Rewrite everything from the line containing "Sample: x=305, y=241." down to the line containing "x=187, y=193", and shift each answer's coordinates by adding 12 to every number while leaving the item text and its sample numbers unchanged.

━━ DATA SUPPLIED ━━

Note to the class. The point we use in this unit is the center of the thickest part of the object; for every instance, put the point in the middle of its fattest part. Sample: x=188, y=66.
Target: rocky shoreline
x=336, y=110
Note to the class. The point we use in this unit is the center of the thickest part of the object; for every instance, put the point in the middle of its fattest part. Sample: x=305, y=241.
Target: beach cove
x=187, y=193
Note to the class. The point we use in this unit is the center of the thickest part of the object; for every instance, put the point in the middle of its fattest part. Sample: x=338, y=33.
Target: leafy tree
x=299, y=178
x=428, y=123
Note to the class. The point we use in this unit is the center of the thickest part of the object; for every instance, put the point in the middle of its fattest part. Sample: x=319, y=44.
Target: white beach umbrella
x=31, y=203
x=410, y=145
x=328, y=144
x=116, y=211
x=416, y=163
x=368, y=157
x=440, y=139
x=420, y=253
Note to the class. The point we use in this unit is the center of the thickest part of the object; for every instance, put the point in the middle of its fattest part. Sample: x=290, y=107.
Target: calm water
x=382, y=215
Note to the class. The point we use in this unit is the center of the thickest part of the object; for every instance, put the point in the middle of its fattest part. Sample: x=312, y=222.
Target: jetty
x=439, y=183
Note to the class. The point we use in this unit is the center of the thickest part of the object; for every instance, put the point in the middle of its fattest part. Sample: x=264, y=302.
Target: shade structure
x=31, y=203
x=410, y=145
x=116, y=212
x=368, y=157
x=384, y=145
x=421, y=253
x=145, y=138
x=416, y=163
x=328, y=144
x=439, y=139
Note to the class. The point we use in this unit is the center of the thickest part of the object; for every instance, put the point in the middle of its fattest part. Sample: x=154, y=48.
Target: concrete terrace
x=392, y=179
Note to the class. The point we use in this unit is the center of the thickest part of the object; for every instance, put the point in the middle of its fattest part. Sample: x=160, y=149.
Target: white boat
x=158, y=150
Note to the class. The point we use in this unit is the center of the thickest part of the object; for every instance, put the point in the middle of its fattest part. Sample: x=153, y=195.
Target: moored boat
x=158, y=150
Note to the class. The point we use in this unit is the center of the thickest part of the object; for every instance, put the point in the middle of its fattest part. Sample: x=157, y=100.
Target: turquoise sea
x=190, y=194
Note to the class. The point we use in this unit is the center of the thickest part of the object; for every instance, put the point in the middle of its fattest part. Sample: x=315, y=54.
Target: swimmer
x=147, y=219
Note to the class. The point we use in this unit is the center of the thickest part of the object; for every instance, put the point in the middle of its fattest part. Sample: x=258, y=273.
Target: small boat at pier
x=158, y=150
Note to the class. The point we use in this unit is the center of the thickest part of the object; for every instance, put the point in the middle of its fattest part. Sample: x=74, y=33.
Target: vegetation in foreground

━━━

THE ANSWER:
Note to the class. The point we use in this unit is the center of the thickest part of the object; for every instance, put the point in the middle of its fattest part. Sample: x=305, y=241.
Target: beach cove
x=199, y=205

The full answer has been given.